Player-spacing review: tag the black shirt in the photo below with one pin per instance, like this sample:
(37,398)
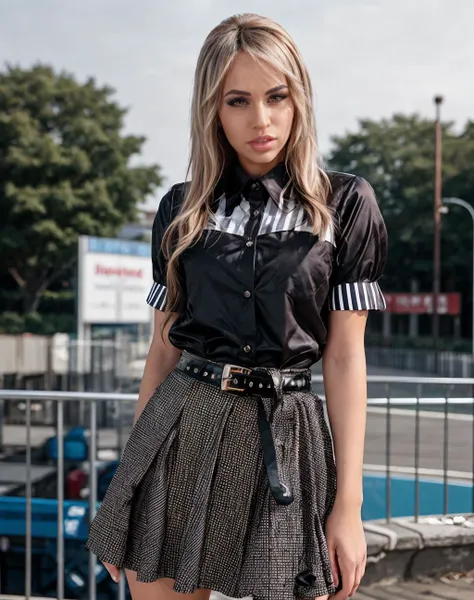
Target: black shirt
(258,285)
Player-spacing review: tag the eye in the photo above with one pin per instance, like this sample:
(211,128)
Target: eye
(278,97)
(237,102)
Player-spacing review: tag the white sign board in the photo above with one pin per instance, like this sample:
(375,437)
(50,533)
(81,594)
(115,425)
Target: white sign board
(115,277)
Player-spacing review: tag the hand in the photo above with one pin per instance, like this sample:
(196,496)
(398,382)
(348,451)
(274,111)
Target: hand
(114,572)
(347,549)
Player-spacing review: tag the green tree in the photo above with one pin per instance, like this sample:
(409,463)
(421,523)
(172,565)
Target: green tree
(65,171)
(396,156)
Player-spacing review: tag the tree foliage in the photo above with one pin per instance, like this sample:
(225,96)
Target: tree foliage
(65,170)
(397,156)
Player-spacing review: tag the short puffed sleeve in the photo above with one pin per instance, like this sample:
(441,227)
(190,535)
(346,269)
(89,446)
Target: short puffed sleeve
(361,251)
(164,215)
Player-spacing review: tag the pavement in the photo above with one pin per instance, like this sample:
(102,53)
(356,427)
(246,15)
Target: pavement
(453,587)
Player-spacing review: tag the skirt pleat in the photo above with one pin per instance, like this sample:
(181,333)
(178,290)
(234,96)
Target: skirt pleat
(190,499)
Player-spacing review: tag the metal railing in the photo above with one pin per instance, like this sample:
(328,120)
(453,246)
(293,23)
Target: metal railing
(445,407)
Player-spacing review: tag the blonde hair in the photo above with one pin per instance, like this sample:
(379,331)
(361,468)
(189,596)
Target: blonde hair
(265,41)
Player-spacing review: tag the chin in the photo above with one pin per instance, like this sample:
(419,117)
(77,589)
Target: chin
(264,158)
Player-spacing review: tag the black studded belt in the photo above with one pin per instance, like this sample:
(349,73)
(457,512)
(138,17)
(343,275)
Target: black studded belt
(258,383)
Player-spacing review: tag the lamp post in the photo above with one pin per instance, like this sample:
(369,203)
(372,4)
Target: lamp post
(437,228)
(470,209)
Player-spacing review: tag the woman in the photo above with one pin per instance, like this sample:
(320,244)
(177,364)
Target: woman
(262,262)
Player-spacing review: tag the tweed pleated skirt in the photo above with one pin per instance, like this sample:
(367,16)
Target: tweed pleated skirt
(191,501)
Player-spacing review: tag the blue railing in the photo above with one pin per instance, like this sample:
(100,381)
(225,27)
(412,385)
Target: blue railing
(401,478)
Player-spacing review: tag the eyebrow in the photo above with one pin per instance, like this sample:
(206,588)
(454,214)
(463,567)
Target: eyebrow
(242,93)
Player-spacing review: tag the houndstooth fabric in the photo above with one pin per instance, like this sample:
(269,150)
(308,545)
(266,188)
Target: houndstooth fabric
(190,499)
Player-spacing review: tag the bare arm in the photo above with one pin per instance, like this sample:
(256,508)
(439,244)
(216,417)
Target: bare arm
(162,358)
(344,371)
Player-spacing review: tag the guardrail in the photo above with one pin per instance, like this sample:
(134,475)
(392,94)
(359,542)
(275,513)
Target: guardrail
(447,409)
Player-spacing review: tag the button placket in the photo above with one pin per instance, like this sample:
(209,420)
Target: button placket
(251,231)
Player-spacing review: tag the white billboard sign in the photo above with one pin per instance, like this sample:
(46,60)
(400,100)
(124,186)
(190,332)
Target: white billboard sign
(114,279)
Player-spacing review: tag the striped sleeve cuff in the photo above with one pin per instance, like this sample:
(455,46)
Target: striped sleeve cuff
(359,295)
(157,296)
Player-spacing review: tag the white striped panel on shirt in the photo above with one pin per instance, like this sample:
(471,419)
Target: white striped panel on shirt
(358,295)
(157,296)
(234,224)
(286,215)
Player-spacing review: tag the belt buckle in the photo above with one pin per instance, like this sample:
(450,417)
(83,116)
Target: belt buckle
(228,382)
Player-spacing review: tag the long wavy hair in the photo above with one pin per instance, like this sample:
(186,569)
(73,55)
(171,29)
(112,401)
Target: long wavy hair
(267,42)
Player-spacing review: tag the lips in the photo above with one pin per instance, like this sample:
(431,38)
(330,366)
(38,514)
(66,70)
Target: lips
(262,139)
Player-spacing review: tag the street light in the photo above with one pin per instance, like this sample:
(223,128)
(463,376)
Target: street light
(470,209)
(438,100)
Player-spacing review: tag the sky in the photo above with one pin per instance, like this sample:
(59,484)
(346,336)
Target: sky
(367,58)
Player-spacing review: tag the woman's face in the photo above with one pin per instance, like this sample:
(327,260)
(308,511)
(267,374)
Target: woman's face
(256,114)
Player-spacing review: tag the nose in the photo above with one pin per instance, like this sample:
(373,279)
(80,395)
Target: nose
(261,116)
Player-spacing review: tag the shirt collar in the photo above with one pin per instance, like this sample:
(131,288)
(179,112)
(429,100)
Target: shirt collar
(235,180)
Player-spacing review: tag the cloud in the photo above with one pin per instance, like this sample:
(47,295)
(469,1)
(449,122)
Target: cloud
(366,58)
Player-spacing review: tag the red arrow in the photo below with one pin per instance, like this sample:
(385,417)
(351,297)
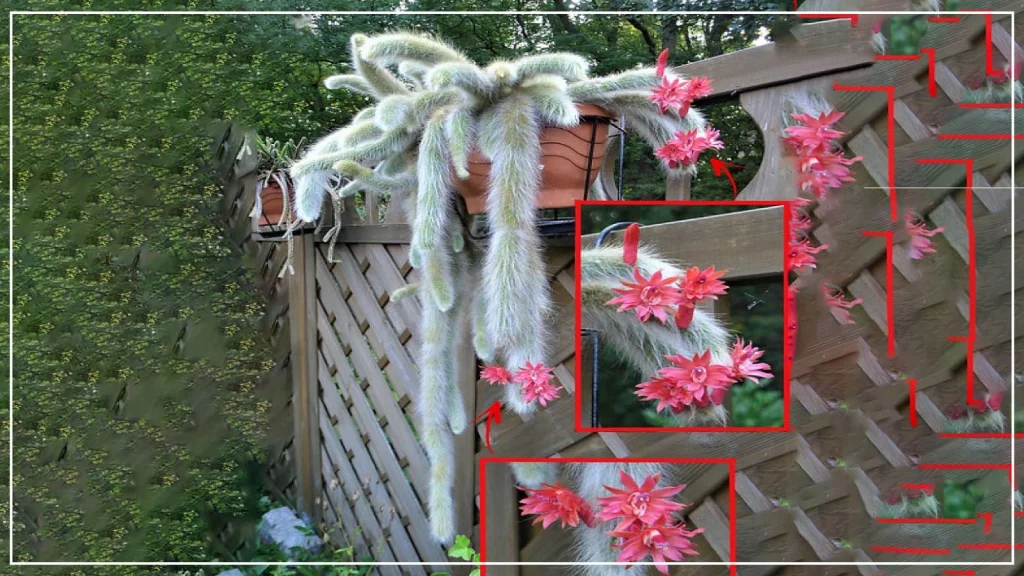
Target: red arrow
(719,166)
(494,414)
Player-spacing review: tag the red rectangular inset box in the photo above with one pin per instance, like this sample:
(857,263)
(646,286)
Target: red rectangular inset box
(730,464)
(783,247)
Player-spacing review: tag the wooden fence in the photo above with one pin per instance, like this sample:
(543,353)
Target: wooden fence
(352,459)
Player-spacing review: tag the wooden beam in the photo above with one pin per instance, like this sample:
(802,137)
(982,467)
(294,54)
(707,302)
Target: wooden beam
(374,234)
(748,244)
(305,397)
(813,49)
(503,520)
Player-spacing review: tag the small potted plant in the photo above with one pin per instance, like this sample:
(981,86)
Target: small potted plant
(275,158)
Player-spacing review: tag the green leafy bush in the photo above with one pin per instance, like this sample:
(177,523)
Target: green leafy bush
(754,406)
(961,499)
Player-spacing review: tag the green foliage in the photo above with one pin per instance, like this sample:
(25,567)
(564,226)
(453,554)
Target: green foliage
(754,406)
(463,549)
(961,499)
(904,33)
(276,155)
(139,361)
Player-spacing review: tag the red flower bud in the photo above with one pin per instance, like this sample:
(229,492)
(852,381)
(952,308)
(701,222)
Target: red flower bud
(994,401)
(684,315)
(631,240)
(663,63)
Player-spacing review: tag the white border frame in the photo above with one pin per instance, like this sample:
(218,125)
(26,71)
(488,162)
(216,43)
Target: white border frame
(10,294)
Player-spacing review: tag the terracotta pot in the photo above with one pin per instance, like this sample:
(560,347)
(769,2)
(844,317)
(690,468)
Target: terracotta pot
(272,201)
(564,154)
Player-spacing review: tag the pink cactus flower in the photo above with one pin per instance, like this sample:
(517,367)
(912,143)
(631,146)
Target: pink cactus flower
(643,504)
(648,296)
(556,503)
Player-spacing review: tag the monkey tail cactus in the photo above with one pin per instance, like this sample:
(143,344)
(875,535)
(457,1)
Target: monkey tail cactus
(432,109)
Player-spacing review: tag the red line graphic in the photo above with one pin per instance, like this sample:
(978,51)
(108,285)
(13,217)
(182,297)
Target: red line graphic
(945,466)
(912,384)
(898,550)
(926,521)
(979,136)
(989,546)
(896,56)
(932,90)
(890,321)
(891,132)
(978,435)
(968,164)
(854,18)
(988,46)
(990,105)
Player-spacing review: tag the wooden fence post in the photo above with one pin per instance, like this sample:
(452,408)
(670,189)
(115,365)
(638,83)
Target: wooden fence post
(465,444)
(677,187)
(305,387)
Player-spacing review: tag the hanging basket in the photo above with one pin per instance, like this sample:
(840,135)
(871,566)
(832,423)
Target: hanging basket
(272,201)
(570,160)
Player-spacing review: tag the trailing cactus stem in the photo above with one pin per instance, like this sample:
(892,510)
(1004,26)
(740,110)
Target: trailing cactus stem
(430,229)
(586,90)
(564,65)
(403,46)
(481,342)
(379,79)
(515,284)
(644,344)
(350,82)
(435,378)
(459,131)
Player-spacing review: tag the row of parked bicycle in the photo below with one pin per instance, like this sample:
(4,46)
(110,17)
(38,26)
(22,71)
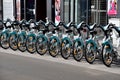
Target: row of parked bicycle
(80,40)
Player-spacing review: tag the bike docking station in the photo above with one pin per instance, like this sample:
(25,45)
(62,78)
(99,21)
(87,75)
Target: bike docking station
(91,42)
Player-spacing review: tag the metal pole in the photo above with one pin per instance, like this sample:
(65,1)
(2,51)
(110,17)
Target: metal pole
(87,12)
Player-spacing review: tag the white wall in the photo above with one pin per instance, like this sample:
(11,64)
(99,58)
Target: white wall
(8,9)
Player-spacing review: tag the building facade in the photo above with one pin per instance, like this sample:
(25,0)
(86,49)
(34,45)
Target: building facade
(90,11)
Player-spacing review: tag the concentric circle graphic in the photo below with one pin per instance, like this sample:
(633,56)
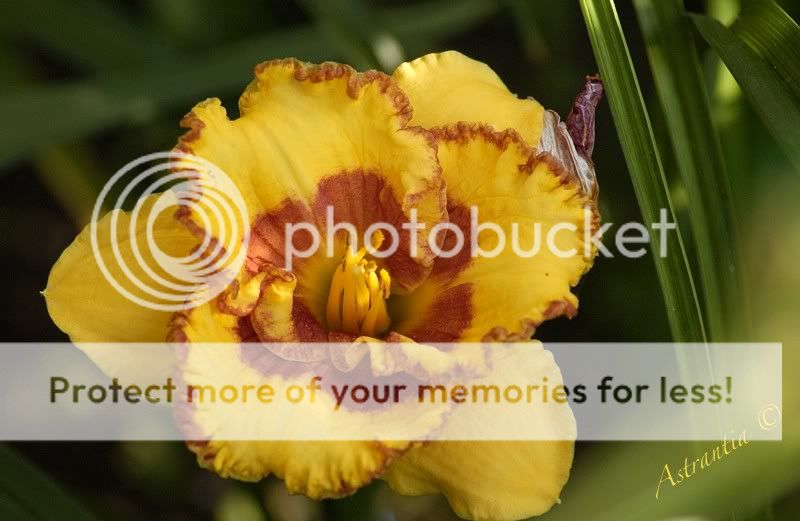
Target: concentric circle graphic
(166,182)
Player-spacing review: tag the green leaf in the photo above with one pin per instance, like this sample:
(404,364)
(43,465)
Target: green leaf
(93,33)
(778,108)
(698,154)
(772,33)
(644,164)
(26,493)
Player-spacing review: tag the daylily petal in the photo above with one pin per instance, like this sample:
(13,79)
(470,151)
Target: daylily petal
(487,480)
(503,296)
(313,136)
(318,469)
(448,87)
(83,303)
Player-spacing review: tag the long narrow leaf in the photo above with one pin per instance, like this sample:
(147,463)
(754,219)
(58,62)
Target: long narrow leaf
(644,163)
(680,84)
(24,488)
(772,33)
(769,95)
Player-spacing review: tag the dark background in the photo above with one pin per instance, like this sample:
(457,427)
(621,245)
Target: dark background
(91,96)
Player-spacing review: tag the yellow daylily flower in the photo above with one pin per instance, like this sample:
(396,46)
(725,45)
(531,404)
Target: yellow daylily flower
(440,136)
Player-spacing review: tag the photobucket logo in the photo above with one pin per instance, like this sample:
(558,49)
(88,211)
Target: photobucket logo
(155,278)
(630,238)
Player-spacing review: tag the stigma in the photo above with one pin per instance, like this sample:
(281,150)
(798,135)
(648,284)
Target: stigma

* * * * *

§ **Activity**
Apply a filter for "stigma" to the data above, then copy each line that matches.

§ **Written answer**
Player-spacing review: tag the stigma in the photo above with one pin per instance, like this sample:
Target: stigma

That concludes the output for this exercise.